## START

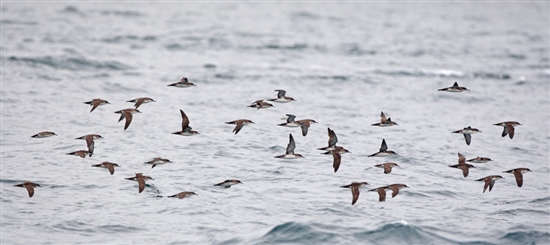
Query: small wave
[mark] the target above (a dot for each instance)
(126, 38)
(73, 64)
(125, 13)
(401, 233)
(521, 237)
(421, 73)
(297, 233)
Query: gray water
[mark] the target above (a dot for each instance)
(343, 62)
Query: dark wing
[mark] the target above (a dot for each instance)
(30, 190)
(468, 138)
(305, 128)
(519, 178)
(461, 159)
(384, 147)
(337, 159)
(111, 168)
(487, 182)
(387, 168)
(491, 184)
(291, 145)
(90, 143)
(138, 103)
(510, 130)
(290, 118)
(381, 194)
(383, 118)
(121, 116)
(281, 93)
(332, 140)
(505, 131)
(355, 193)
(238, 127)
(184, 120)
(141, 183)
(464, 168)
(94, 105)
(395, 190)
(128, 116)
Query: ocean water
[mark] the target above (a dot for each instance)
(344, 63)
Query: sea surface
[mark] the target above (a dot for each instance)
(343, 62)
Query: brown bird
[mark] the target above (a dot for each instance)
(184, 194)
(260, 104)
(508, 128)
(140, 178)
(518, 173)
(96, 102)
(395, 188)
(332, 140)
(462, 165)
(239, 124)
(182, 83)
(44, 134)
(140, 101)
(304, 124)
(108, 165)
(127, 113)
(81, 153)
(158, 161)
(384, 122)
(29, 186)
(228, 183)
(383, 151)
(381, 193)
(354, 186)
(90, 141)
(185, 129)
(490, 181)
(387, 166)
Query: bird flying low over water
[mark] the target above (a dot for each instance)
(96, 102)
(354, 186)
(467, 133)
(81, 153)
(44, 134)
(332, 140)
(454, 88)
(281, 98)
(183, 194)
(489, 181)
(108, 165)
(260, 104)
(239, 124)
(290, 150)
(462, 165)
(90, 141)
(185, 129)
(508, 128)
(158, 161)
(383, 151)
(382, 191)
(518, 174)
(140, 178)
(387, 166)
(140, 101)
(228, 183)
(29, 186)
(127, 113)
(182, 83)
(384, 122)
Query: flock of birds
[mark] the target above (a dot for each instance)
(304, 124)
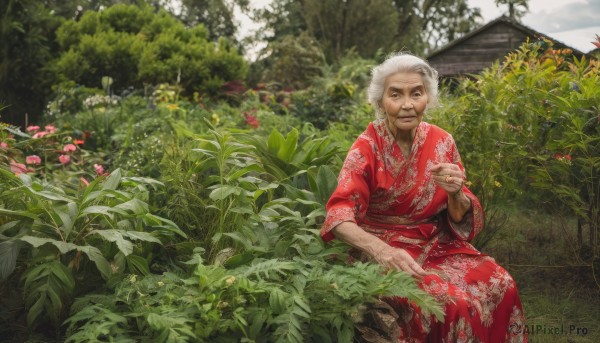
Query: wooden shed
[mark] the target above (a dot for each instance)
(481, 47)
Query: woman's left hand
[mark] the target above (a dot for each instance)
(448, 176)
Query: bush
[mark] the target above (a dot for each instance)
(137, 47)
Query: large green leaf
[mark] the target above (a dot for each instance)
(11, 213)
(221, 192)
(134, 205)
(125, 246)
(36, 242)
(96, 256)
(275, 142)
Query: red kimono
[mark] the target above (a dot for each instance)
(394, 198)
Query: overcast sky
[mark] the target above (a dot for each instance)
(573, 22)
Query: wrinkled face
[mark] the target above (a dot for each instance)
(404, 101)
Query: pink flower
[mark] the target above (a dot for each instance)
(40, 134)
(597, 42)
(69, 148)
(50, 128)
(99, 169)
(33, 159)
(64, 159)
(18, 168)
(252, 121)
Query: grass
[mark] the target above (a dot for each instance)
(560, 296)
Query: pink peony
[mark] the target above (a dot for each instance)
(40, 134)
(50, 128)
(252, 121)
(33, 159)
(99, 169)
(69, 148)
(19, 168)
(64, 159)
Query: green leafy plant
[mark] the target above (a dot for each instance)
(107, 223)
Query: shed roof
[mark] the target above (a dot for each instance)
(479, 48)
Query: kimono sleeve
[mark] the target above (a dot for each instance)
(350, 200)
(472, 223)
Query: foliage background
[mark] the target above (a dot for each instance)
(196, 187)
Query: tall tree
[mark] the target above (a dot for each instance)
(367, 26)
(26, 34)
(516, 8)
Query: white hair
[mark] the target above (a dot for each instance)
(401, 62)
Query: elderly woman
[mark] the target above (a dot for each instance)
(402, 202)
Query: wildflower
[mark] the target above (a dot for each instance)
(252, 121)
(69, 148)
(33, 159)
(562, 157)
(99, 169)
(215, 119)
(40, 134)
(19, 168)
(597, 42)
(64, 159)
(50, 128)
(230, 280)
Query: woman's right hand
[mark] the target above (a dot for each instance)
(397, 258)
(386, 255)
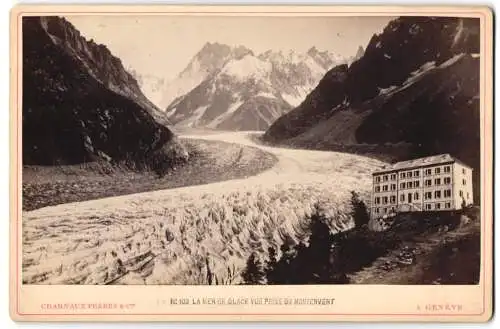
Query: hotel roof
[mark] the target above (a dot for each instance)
(420, 162)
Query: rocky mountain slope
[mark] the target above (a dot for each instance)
(414, 92)
(151, 85)
(250, 92)
(80, 105)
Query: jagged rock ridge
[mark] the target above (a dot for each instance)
(79, 104)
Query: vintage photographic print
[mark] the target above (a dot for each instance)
(249, 150)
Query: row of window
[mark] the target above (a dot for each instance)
(428, 206)
(414, 173)
(437, 170)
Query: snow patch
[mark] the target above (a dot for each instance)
(247, 67)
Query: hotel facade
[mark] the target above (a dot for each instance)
(434, 183)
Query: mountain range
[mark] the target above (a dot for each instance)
(80, 104)
(235, 89)
(414, 92)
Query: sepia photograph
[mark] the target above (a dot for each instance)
(252, 150)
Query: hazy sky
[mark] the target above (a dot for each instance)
(163, 45)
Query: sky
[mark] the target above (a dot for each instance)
(163, 45)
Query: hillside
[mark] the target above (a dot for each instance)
(414, 92)
(250, 92)
(80, 105)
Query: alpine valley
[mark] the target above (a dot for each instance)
(232, 88)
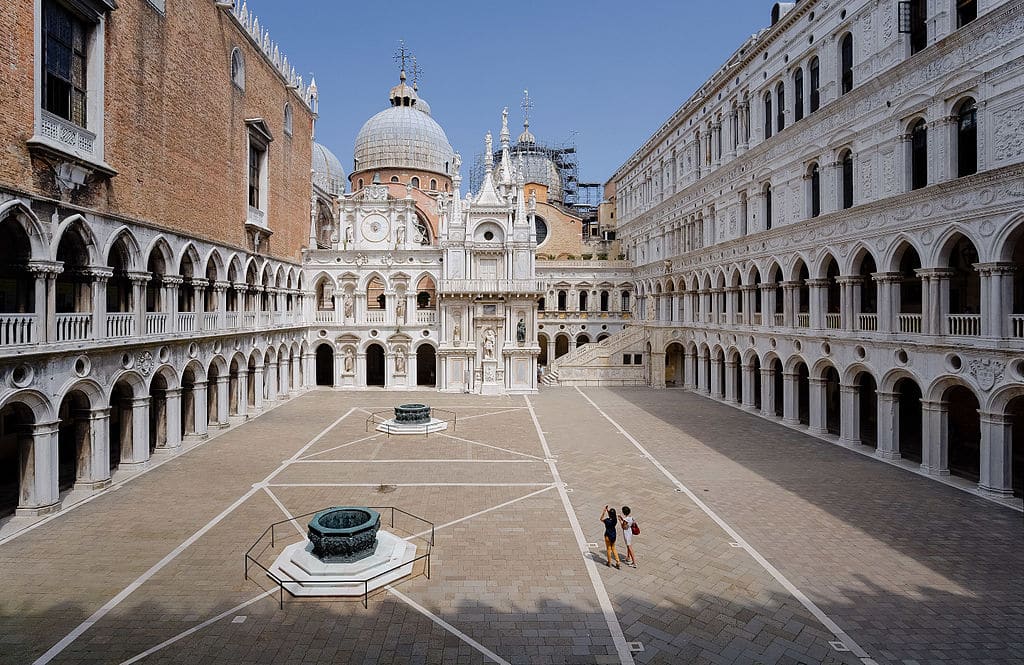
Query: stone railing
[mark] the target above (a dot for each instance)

## END

Keep the pictures out of the copy and write out the data exactly as it stands.

Written response —
Query: small wave
[mark] the target above (a dot for each instance)
(126, 38)
(73, 64)
(125, 13)
(401, 233)
(521, 237)
(421, 73)
(297, 233)
Query: gray water
[mark] the target above (a dot for each instance)
(343, 62)
Query: dark wing
[mark] the target above (a dot for each instance)
(30, 190)
(468, 138)
(305, 128)
(519, 178)
(461, 159)
(384, 147)
(337, 159)
(111, 168)
(487, 182)
(387, 168)
(491, 184)
(291, 145)
(90, 143)
(138, 103)
(510, 130)
(290, 118)
(381, 194)
(383, 118)
(121, 116)
(281, 93)
(332, 140)
(505, 131)
(355, 193)
(238, 127)
(184, 120)
(141, 183)
(464, 168)
(94, 105)
(395, 190)
(128, 116)
Query: ocean water
[mark] the target above (a dot for each instance)
(344, 63)
Query: sea surface
[mark] the target above (a dot for each instance)
(343, 62)
Query: brown bird
[mark] the target above (a dot for each instance)
(184, 194)
(260, 104)
(508, 128)
(140, 178)
(518, 173)
(96, 102)
(395, 188)
(332, 140)
(462, 165)
(239, 124)
(182, 83)
(44, 134)
(140, 101)
(304, 124)
(108, 165)
(127, 113)
(81, 153)
(158, 161)
(384, 122)
(29, 186)
(228, 183)
(383, 151)
(381, 193)
(354, 186)
(90, 141)
(185, 129)
(490, 181)
(387, 166)
Query: bird flying low over water
[mark] the target above (a dot for each instance)
(96, 102)
(354, 186)
(467, 133)
(81, 153)
(44, 134)
(332, 140)
(454, 88)
(281, 98)
(183, 194)
(489, 181)
(108, 165)
(260, 104)
(239, 124)
(290, 150)
(462, 165)
(90, 141)
(185, 129)
(508, 128)
(158, 161)
(383, 151)
(382, 191)
(518, 174)
(140, 178)
(387, 166)
(140, 101)
(228, 183)
(29, 186)
(127, 113)
(182, 83)
(384, 122)
Query: flock of birds
[mark] the target above (a dot for each instance)
(304, 124)
Query: wooden shed
[mark] the target above (a dot for each instance)
(481, 47)
Query: woman's left hand
[mark] the target above (a dot for each instance)
(448, 176)
Query: bush
[mark] the target above (a dot for each instance)
(137, 47)
Query: large green leaf
[mark] the target above (a dot for each instance)
(11, 213)
(221, 192)
(134, 205)
(125, 246)
(36, 242)
(96, 256)
(275, 142)
Query: red kimono
[mark] the target above (a dot for each instance)
(394, 198)
Query: overcast sky
[mark] the target above (a dot for each instance)
(573, 22)
Query: wrinkled face
[mark] the target above (a dot for each instance)
(404, 101)
Query: pink flower
[mark] the target above (a dot for each instance)
(40, 134)
(597, 42)
(69, 148)
(50, 128)
(99, 169)
(33, 159)
(64, 159)
(18, 168)
(252, 121)
Query: grass
[mark] the target above (a dot for each instance)
(560, 296)
Query: pink peony
[mark] the target above (a dot for each instance)
(40, 134)
(50, 128)
(252, 121)
(33, 159)
(99, 169)
(69, 148)
(19, 168)
(64, 159)
Query: green leafy plant
[mark] the target above (a dot for each instance)
(107, 223)
Query: shed roof
[mark] the target above (a dot for each instance)
(479, 48)
Query: kimono sleeve
[mark] the target above (a dot for each instance)
(350, 200)
(472, 223)
Query: foliage background
[mark] the target above (a dot for each instance)
(196, 187)
Query: tall tree
[mark] the target above (a dot for each instance)
(367, 26)
(26, 34)
(516, 8)
Query: white hair
[mark] the target above (a dot for each instance)
(401, 62)
Query: elderly woman
[mark] the target above (a dot for each instance)
(402, 202)
Query: wildflower
[mark] the target above (a dot for each instance)
(252, 121)
(69, 148)
(33, 159)
(562, 157)
(99, 169)
(215, 119)
(40, 134)
(19, 168)
(597, 42)
(64, 159)
(50, 128)
(230, 280)
Query: woman's right hand
[mark] the target above (a dot for each instance)
(397, 258)
(386, 255)
Query: hotel roof
[mark] the target above (a dot for each instance)
(420, 162)
Query: rocky mountain slope
[mark] the target above (a dot for each instance)
(414, 92)
(151, 85)
(250, 92)
(80, 105)
Query: jagged rock ridge
[mark] the target above (a dot for each instance)
(79, 104)
Query: vintage photographic print
[mark] the target above (a dot for each instance)
(249, 150)
Query: row of window
[mark] the target above (a dot for each instance)
(428, 206)
(414, 173)
(437, 170)
Query: snow patch
[mark] the target above (a dot for each instance)
(247, 67)
Query: hotel facade
[mark] the target above (a dot for each instance)
(434, 183)
Query: mountain range
[mark] the target above (a dot for each instance)
(80, 104)
(235, 89)
(414, 92)
Query: sepia photograph
[mark] the target above (a dot for each instance)
(252, 150)
Query: hazy sky
[mark] the target above (a dot for each instance)
(163, 45)
Query: sky
[mark] the target above (a dot for each instance)
(163, 45)
Query: hillside
[mark] the target above (a dot for each instance)
(414, 92)
(250, 92)
(80, 105)
Query: alpine valley
[mark] the target above (a dot for each instance)
(232, 88)
Query: stone railing
[mark] the target above (a dot for each instance)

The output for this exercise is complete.